Text provided:
Since the epithet for big leaf, macrophyllum , had been used by Don for the Menzies' rhododendron discovery, Sir William had to give the rhododendrons that his son had collected epithets like grande and gigantea . He and his son also gave names like hodgsonii for R.H. Hodgson, British East India Company representative in Darjeeling who was Joseph Hooker's host while he stayed at this eastern Himalayan foothills station, and falconeri after a friend of both, who was Superintendent of Saharanpur Gardens in India, Sir Hugh Falconer. In R. dalhousiae they honoured Lord Dalhousie, the then Governor General of India. Fortunately for everyone the rhododendrons all performed and came up to the standards and expectations befitting their famous namesakes in this botanical old boys network.
With the Hookers of Kew there is and was some confusion as to who was who, William Joseph the father or Joseph Dalton the son. Both were close collaborators botanically, both were directors of Kew Gardens and both were knighted by Queen Victoria. Plants named by the father carry Hook , after the species epithet or variety name, while those named by the son, Sir Joseph, are designated Hook. fils . In 1850 the Himalayan rhododendrons that son Joseph discovered and whose seed he brought to Kew Gardens were described and illustrated by full-page colour lithographs in an elephant folio-sized book prepared by his father Sir William, then the director of Kew. This book did much to develop a keen interest in these magnificent plants and increased the anticipation and demand for them for use on the large estate gardens in Britain and Ireland. The Himalayan rhododendron species were also of great interest to the nurseryman for breeding with the smaller hardier eastern North American/Caucasus rhododendrons to create new hardier hybrids with a wider range of flower colours, particularly pure reds and scarlets. Most hybrid rhododendrons at this time had the mauve, purple and pastel flowers of R. catawbiense , R. maximum , R. ponticum or R. caucasicum .
This was a time before field or salon photography, either colour or black and white, with the knowledge that it would be 10 or 15 years before the rhododendrons would produce bloom. As a "coffee table" book of magnificent size with full coloured drawings on every page, Rhododendrons of the Sikkim-Himalayas held centre stage for the two decades before these magnificent plants bloomed. It was a further decade or more before there were hybrids or species plants available for gardens. These rhododendrons didn't reach the gardens of the Pacific Northwest until the second and third decades that followed World War I.
One of the earliest crossings, made sometime before 1870, used Joseph Hooker's R. griffithianum to produce a hybrid the English nursery of Standish & Noble introduced and named 'Cynthia'. With rosy crimson conical trusses of flowers and a strong and hardy constitution, 'Cynthia' and several other English rhododendron hybrids called the "Ironclads" (they were supposedly hardy to -15°F), made their way to the Boston, Cape Cod and Long Island estate gardens in the first decade of this century. 'Cynthia' arrived in the Pacific Northwest sometime in the 1920s. The milder climate of the Pacific Northwest permitted 'Cynthia' to be planted as a single front lawn specimen in many Vancouver, Victoria, Seattle, Tacoma and Portland gardens. You still can see proud examples of this Victorian/Edwardian style of garden involving the display of specimen plants in isolated and lone splendour surrounded by a closely mown sward.

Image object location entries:

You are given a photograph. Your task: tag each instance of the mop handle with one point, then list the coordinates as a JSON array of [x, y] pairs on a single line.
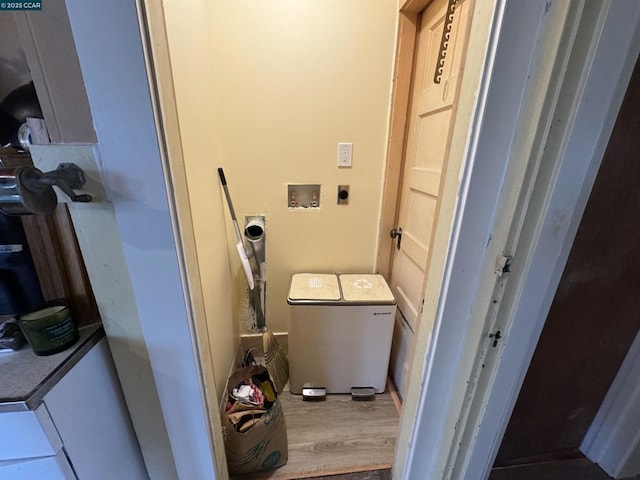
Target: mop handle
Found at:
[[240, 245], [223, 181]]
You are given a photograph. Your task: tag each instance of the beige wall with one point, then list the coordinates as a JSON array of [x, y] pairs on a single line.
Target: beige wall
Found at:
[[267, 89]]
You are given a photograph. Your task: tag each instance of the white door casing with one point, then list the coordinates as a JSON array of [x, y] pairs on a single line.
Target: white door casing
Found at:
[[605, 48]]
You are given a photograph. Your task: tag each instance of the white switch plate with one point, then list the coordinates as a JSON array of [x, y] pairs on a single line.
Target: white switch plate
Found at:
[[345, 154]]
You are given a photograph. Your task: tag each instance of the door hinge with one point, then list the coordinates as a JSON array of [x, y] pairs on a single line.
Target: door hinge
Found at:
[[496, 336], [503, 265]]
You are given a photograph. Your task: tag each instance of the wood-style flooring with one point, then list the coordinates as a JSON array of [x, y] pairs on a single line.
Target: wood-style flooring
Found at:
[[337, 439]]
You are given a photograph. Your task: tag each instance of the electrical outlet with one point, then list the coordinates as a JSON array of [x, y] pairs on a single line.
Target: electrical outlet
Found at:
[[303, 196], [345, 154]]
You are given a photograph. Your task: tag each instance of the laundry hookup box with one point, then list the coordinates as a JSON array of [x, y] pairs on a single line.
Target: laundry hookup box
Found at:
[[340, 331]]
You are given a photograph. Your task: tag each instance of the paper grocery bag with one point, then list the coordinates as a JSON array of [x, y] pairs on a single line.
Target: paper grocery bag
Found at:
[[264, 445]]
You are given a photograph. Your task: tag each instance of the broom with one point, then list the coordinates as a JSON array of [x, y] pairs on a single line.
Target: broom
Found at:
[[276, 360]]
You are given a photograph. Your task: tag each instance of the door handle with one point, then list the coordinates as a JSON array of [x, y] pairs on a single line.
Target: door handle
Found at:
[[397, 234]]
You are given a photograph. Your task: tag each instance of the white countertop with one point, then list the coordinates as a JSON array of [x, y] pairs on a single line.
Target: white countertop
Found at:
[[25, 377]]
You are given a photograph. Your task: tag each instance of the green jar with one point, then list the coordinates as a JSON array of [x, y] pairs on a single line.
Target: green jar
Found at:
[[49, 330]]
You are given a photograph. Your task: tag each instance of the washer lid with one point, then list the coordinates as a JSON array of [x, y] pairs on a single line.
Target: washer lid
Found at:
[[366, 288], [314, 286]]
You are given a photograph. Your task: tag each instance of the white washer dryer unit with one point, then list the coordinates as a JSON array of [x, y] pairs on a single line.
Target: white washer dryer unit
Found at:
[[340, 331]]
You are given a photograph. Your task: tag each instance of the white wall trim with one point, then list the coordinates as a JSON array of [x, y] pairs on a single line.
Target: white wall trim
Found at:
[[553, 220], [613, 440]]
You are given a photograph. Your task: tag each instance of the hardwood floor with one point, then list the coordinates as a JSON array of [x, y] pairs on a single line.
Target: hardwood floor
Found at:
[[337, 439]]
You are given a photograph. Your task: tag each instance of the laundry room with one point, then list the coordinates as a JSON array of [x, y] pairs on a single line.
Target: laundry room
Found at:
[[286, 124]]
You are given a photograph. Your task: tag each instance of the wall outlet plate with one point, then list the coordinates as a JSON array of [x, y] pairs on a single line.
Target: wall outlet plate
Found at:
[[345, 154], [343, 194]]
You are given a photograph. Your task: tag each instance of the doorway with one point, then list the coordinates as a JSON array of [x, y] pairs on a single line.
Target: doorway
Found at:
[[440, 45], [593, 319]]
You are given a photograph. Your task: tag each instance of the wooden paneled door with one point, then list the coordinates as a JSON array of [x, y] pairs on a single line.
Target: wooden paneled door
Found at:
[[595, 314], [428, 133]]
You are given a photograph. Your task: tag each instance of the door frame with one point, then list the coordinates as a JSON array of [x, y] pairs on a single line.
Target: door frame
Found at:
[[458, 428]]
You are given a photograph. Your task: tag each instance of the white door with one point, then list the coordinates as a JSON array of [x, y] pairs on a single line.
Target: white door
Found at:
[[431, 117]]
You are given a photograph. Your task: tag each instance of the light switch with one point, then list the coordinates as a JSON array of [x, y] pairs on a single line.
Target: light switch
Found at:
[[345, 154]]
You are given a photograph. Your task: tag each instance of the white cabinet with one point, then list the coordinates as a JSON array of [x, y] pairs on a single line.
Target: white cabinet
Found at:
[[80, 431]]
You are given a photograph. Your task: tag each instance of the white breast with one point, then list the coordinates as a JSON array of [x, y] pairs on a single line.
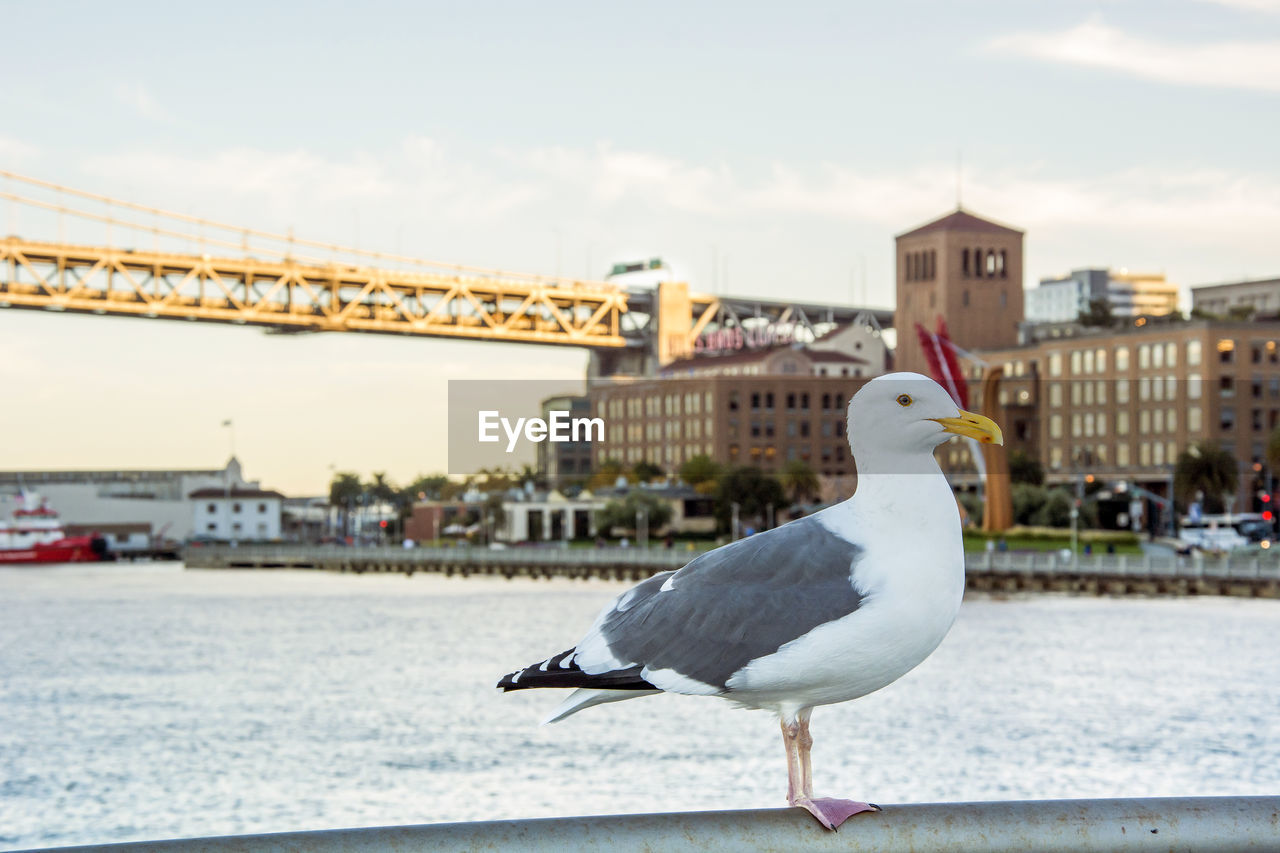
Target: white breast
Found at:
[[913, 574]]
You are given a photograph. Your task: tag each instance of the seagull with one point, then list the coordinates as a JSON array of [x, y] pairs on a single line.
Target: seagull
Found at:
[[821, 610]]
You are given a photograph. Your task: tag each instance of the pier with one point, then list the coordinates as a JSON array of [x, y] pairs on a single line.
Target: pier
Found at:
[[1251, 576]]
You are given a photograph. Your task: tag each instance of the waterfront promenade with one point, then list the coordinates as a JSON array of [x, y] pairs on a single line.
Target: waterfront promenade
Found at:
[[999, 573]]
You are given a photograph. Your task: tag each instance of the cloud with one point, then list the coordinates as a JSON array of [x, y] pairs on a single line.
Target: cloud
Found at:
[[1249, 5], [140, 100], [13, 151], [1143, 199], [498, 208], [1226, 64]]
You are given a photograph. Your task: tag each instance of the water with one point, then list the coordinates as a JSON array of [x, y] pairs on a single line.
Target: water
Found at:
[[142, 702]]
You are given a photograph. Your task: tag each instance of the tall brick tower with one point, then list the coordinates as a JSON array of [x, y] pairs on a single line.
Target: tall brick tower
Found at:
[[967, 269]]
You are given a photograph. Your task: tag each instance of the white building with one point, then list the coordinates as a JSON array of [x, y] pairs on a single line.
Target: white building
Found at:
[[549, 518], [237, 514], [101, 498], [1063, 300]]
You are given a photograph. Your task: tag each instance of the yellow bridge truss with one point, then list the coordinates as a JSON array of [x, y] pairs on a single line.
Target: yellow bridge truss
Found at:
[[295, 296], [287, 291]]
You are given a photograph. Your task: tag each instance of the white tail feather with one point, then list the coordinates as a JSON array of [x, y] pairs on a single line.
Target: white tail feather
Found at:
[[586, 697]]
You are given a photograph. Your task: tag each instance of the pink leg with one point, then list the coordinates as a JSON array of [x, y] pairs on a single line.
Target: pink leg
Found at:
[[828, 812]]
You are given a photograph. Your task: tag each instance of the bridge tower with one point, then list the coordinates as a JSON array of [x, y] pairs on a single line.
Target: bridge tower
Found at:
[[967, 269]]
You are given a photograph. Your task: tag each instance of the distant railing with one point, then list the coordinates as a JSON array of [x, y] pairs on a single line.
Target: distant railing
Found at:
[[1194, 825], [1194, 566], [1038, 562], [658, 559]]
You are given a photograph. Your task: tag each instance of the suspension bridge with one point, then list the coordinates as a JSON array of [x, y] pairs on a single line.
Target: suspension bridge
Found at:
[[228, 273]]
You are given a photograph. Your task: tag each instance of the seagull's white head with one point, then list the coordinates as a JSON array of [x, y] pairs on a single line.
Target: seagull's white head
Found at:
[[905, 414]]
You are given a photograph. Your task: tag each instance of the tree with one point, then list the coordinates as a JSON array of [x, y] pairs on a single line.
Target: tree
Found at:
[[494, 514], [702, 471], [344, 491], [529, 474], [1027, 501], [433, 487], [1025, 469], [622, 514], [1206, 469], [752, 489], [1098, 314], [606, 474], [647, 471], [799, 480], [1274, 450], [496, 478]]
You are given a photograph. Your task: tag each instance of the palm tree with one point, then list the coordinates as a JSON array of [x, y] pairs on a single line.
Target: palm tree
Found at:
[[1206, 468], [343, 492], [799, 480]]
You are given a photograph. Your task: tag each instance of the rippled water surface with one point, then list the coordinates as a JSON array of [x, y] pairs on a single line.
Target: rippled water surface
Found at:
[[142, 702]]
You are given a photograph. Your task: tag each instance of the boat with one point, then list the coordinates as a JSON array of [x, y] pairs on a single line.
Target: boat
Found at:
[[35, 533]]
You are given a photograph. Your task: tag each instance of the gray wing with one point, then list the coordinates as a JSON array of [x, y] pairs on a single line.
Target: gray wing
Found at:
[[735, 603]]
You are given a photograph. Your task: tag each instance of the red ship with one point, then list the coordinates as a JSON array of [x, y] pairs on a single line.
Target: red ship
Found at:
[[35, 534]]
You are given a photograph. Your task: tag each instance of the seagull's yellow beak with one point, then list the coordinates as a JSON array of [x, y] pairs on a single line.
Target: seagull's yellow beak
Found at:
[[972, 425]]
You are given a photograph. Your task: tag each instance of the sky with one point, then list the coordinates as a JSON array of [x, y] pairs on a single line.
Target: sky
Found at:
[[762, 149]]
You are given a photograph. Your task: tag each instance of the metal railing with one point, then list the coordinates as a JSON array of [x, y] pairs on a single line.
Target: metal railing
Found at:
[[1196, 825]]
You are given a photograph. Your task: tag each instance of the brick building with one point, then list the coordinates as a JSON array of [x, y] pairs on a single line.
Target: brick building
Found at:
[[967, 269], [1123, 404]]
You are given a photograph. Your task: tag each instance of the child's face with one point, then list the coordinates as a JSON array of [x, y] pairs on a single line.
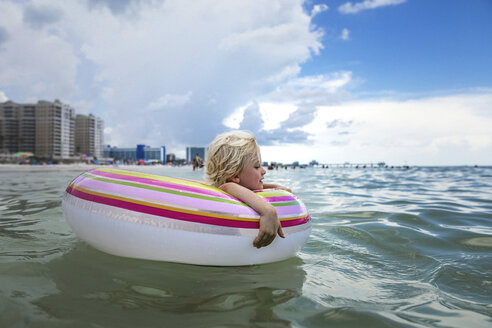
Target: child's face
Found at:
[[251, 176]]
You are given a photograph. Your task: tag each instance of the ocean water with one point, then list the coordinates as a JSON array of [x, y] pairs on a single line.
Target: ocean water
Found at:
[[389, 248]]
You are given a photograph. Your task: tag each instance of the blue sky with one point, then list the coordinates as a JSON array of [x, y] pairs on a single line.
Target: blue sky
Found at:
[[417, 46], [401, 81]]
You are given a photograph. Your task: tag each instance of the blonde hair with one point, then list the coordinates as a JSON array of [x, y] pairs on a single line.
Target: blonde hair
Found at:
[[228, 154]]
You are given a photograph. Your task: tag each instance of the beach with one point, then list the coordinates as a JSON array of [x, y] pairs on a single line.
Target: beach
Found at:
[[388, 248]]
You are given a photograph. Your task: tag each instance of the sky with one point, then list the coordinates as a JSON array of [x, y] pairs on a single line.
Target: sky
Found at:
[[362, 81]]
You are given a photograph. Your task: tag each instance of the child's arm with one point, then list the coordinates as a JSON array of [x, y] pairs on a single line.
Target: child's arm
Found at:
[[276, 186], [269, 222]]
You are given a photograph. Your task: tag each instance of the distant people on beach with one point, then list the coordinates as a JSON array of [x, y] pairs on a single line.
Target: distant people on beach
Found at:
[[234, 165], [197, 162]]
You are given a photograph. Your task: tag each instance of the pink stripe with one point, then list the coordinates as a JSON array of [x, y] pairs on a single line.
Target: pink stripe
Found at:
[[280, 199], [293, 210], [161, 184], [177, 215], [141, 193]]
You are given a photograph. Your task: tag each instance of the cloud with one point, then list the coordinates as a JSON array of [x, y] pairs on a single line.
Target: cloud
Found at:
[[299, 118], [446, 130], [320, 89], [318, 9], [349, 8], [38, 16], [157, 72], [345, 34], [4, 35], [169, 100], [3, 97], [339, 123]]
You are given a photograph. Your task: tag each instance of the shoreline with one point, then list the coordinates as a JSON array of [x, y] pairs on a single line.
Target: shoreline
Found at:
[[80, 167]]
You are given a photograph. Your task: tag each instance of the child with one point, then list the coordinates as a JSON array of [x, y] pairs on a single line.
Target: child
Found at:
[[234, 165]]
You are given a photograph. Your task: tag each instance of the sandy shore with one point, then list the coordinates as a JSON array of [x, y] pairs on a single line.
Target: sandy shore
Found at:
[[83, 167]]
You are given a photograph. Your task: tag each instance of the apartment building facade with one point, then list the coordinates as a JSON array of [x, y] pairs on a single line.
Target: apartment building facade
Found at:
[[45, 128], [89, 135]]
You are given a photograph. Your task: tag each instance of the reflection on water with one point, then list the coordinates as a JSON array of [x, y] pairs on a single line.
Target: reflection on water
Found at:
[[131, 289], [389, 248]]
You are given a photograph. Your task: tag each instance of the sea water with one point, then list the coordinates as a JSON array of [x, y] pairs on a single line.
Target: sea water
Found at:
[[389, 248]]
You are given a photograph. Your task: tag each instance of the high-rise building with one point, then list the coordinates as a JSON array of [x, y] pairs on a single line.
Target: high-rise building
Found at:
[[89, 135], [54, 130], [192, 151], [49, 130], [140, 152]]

Your task: Give again, word for word, the part of the rhododendron history text starting with "Since the epithet" and going on through "old boys network.".

Result:
Since the epithet for big leaf, macrophyllum , had been used by Don for the Menzies' rhododendron discovery, Sir William had to give the rhododendrons that his son had collected epithets like grande and gigantea . He and his son also gave names like hodgsonii for R.H. Hodgson, British East India Company representative in Darjeeling who was Joseph Hooker's host while he stayed at this eastern Himalayan foothills station, and falconeri after a friend of both, who was Superintendent of Saharanpur Gardens in India, Sir Hugh Falconer. In R. dalhousiae they honoured Lord Dalhousie, the then Governor General of India. Fortunately for everyone the rhododendrons all performed and came up to the standards and expectations befitting their famous namesakes in this botanical old boys network.